START DATASET ENTRIES

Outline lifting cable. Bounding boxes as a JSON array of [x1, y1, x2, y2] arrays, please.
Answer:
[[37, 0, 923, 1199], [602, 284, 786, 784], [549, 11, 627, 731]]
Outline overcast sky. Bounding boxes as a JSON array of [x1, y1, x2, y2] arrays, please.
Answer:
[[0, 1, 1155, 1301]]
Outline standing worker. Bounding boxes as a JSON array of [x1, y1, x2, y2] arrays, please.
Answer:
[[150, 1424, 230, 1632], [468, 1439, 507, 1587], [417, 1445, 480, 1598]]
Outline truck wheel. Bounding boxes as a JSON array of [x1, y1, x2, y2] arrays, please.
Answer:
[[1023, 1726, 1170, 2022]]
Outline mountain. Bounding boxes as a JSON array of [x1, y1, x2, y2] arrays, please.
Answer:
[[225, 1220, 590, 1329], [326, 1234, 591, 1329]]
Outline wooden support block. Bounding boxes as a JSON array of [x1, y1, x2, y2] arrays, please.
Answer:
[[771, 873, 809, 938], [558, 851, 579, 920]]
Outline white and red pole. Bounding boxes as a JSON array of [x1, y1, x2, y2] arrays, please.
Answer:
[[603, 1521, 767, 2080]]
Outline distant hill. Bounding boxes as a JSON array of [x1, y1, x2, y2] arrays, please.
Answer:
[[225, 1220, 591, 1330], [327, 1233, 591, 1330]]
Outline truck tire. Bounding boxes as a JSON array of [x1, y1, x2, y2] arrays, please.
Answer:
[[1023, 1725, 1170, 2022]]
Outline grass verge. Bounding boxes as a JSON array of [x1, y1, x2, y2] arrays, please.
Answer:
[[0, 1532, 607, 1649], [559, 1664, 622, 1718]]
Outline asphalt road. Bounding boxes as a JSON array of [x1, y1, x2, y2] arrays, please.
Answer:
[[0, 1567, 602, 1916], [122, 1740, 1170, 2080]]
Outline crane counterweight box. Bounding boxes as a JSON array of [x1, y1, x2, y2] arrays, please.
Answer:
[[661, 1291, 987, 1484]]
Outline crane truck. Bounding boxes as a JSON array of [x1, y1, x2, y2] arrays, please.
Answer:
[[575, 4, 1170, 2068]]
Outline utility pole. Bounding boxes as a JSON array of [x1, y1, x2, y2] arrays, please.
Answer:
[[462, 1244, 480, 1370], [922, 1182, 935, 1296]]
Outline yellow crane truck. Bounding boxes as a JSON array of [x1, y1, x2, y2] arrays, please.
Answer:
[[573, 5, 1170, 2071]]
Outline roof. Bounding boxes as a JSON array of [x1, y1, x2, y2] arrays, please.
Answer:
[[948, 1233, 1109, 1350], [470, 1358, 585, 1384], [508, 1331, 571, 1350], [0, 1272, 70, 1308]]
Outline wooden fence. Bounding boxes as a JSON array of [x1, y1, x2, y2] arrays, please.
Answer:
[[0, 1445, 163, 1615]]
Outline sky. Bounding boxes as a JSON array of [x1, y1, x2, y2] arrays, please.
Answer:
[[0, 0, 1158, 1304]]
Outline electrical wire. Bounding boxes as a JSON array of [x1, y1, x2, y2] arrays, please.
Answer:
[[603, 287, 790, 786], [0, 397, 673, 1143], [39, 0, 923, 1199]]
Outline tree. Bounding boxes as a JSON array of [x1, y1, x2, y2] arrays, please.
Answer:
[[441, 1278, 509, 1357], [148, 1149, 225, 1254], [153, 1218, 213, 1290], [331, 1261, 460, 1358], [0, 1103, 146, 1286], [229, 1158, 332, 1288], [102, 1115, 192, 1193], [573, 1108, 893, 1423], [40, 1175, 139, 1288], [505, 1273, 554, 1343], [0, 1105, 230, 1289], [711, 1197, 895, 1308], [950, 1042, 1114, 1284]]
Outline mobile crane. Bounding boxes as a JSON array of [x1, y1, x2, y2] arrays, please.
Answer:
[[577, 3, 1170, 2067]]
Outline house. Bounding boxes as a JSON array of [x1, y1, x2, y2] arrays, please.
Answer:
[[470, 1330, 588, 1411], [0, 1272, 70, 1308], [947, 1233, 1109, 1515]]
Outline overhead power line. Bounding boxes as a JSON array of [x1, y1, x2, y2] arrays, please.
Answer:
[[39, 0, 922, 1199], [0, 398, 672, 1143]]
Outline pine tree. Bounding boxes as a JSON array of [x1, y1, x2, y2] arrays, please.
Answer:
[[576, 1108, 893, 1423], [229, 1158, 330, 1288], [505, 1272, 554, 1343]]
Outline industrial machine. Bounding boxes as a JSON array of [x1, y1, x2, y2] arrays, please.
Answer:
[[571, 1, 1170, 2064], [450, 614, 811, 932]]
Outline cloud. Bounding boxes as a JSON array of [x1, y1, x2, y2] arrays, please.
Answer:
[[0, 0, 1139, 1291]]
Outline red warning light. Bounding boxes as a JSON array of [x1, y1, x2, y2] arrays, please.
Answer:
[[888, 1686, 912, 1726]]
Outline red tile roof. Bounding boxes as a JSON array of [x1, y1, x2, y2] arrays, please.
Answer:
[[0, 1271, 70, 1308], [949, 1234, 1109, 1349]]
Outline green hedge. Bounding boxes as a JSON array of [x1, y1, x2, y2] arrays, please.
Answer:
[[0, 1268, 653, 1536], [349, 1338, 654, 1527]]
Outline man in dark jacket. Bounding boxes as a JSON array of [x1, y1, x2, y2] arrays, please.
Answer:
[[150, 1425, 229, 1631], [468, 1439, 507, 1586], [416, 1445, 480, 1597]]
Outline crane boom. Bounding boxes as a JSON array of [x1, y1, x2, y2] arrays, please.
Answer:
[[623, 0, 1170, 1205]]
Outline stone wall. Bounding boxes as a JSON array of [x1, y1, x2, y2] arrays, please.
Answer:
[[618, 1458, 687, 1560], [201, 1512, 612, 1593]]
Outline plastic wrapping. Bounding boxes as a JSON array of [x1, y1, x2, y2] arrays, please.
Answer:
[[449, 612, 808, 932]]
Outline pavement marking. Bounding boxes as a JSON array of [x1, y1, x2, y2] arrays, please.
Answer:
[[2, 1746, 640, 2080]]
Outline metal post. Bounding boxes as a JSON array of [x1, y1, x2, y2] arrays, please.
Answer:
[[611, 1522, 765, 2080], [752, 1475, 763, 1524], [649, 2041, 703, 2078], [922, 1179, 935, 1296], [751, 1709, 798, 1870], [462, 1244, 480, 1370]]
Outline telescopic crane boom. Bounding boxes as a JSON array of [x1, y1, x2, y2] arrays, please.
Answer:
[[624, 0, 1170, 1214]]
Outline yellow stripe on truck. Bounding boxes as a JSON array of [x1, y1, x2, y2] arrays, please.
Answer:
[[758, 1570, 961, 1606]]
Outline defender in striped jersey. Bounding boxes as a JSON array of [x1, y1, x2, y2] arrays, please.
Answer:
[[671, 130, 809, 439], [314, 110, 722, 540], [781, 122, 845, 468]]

END DATASET ENTRIES

TASK BRIEF: Retype all of the data word for word.

TASK SOLUTION:
Outline lifting cable. Bounding boxes as a JSON array of [x1, y1, x2, y2] arrays, please.
Answer:
[[37, 0, 923, 1199], [602, 284, 786, 784], [549, 11, 627, 731]]
Outline overcast sky. Bounding boxes as a JSON array of [x1, y1, x2, y2] arrays, please.
Answer:
[[0, 1, 1155, 1301]]
Outline standing worker. Bounding boxes as a JSON array of [x1, y1, x2, y2] arrays, please.
Answer:
[[150, 1424, 230, 1632], [468, 1439, 507, 1587], [417, 1445, 480, 1598]]
Outline truck wheel. Bounding boxes as a JSON array of [x1, y1, x2, y2] arrays, please.
Answer:
[[1023, 1726, 1170, 2022]]
Outline mountain. Bounding boxes as a JSON array of [x1, y1, x2, y2] arrays, please.
Answer:
[[225, 1220, 590, 1329], [326, 1234, 591, 1329]]
Outline wooden support block. Bounding boxes as a JSON array of [x1, y1, x2, y2] arrays, please.
Answer:
[[771, 873, 809, 938], [558, 851, 579, 920]]
Outline white and red pole. Bounding boxes as a JSON array of [x1, y1, x2, y2] arrays, please.
Answer:
[[603, 1521, 767, 2080]]
Outline distant hill. Bounding boxes as a JSON array of [x1, y1, x2, y2] arrays, please.
Answer:
[[225, 1220, 591, 1330], [327, 1233, 591, 1330]]
Outline truck tire. Bounding boxes as a JSON array of [x1, y1, x2, y2] arrays, please.
Answer:
[[1023, 1725, 1170, 2022]]
Outline grass verge. Bounding boxes as a JSON array of [x1, y1, x2, y2] arrays, please.
Answer:
[[0, 1532, 607, 1649], [559, 1664, 622, 1718]]
Outline asphalt road. Bounding boxes as a JSON array of [x1, y1, x2, y2] arrays, please.
Answer:
[[0, 1567, 602, 1916], [122, 1740, 1170, 2080]]
Outline crane counterweight box. Bounding boxes as a JSON array of [x1, y1, x2, y2] arrays, please.
Answer:
[[661, 1291, 987, 1484]]
Outline crane truck. Bounding boxes as a JSON array of [x1, y1, x2, y2] arrays, please.
Answer:
[[575, 4, 1170, 2068]]
Outline utility pole. Bounding boxes as a JSON array of [x1, y1, x2, y2] arrays, please.
Answer:
[[462, 1244, 480, 1370], [922, 1182, 935, 1296]]
Outline yellow crane truck. Bounding boxes as a JSON array of [x1, y1, x2, y2] arrays, please.
Answer:
[[573, 5, 1170, 2071]]
Outline roof. Bounding boxes as a JSON array of [x1, y1, x2, y2] arrays, please.
Answer:
[[948, 1233, 1109, 1350], [470, 1358, 585, 1384], [508, 1331, 571, 1350], [0, 1272, 70, 1308]]
Outline wooden fence. Bounding boxes as a JSON array of [x1, y1, x2, y2] arrays, please.
Answer:
[[0, 1445, 163, 1615]]
Outline sky. Bounding boxes as a JSON array of [x1, y1, x2, y2] arrays, please.
Answer:
[[0, 0, 1158, 1304]]
Outline electrical wire. Bounding boxes as a JSON array of [x1, y1, x2, y2] arrays, please.
Answer:
[[603, 287, 790, 786], [0, 397, 673, 1143], [39, 0, 923, 1199]]
Outline tree. Bounding boxes as a JSON array of [x1, y1, x2, y2] arrays, please.
Answer:
[[441, 1278, 509, 1357], [148, 1149, 225, 1254], [153, 1218, 213, 1290], [331, 1261, 460, 1358], [0, 1103, 146, 1286], [229, 1158, 332, 1288], [102, 1115, 192, 1193], [573, 1108, 893, 1423], [40, 1175, 139, 1288], [505, 1273, 554, 1343], [0, 1105, 230, 1289], [711, 1197, 895, 1308], [950, 1042, 1114, 1284]]
Outline mobile crane. Bounding boxes as a JSON array of [x1, y1, x2, y2] arrays, please.
Answer:
[[577, 3, 1170, 2067]]
Outline house. Bounding boxes as a JSON array of [x1, y1, x2, y2] arrays, please.
Answer:
[[470, 1330, 588, 1411], [0, 1272, 70, 1308], [947, 1233, 1109, 1515]]
Outline overhead power line. Bounding boxes as a JSON array of [x1, y1, x2, y2] arrays, please.
Answer:
[[39, 0, 922, 1199], [0, 398, 672, 1143]]
Outline pine tree. Bounding boxes as a JSON array of [x1, y1, x2, y2] arrays, please.
Answer:
[[576, 1108, 893, 1423], [229, 1158, 330, 1288], [505, 1272, 554, 1343]]
Outline industrial machine. Bounding boxes as a JSON array of [x1, y1, x2, y2] arrays, please.
Answer:
[[571, 1, 1170, 2064], [450, 614, 811, 932]]
Outline cloud. Bounding boxes as a JSON array of [x1, y1, x2, y2] arrays, please.
Answer:
[[0, 0, 1139, 1291]]
Outline red warning light. Bounding boxes as a JSON array of [x1, y1, x2, y2] arrays, please.
Answer:
[[888, 1686, 912, 1726]]
Outline red tile roof. Bounding boxes as a JSON array of [x1, y1, x2, y2] arrays, please.
Answer:
[[0, 1271, 70, 1308], [949, 1234, 1109, 1349]]
Outline green hedge. Bounding boxes as a JSON array of [x1, y1, x2, y2] arrays, please.
Answer:
[[0, 1268, 653, 1536], [349, 1338, 654, 1527]]
Outline man in dark jacket. Bounding boxes as a JSON array of [x1, y1, x2, y2] arrays, please.
Answer:
[[150, 1425, 229, 1631], [468, 1439, 507, 1586], [416, 1445, 480, 1597]]
Outline crane boom. Bounding boxes as a JSON array of [x1, y1, x2, y2] arrays, please.
Answer:
[[623, 0, 1170, 1205]]
Outline stone wall. Bounding boxes as a JSON array of [x1, y1, x2, y2] arrays, please.
Answer:
[[618, 1458, 687, 1560], [201, 1512, 612, 1593]]
Outline plastic wrapping. Bounding boxes as a JSON array of [x1, y1, x2, y2] arrays, please.
Answer:
[[449, 612, 808, 932]]
Outline pavement marking. Bounding boxes as a JSON array of [x1, y1, x2, y2] arrays, please.
Answer:
[[2, 1746, 640, 2080]]
Outline metal post. Bounding boxes as a JSON array of [x1, y1, x2, y2] arrays, please.
Answer:
[[611, 1522, 765, 2080], [752, 1475, 763, 1524], [649, 2041, 703, 2078], [922, 1179, 935, 1296], [751, 1709, 798, 1870], [462, 1244, 480, 1370]]
Outline telescopic crane boom. Bounding boxes as a JSON array of [x1, y1, x2, y2] arrays, please.
Answer:
[[624, 0, 1170, 1214]]
Outline yellow stripe on truck. Bounding boxes as a JSON array of [x1, y1, x2, y2] arrays, please.
Answer:
[[758, 1570, 961, 1606]]
Outline defender in striped jersey. Bounding boxes as a JSON array of [x1, y1, x2, y2] arrays, please.
Answer:
[[671, 130, 809, 439], [314, 110, 722, 540], [781, 122, 845, 468]]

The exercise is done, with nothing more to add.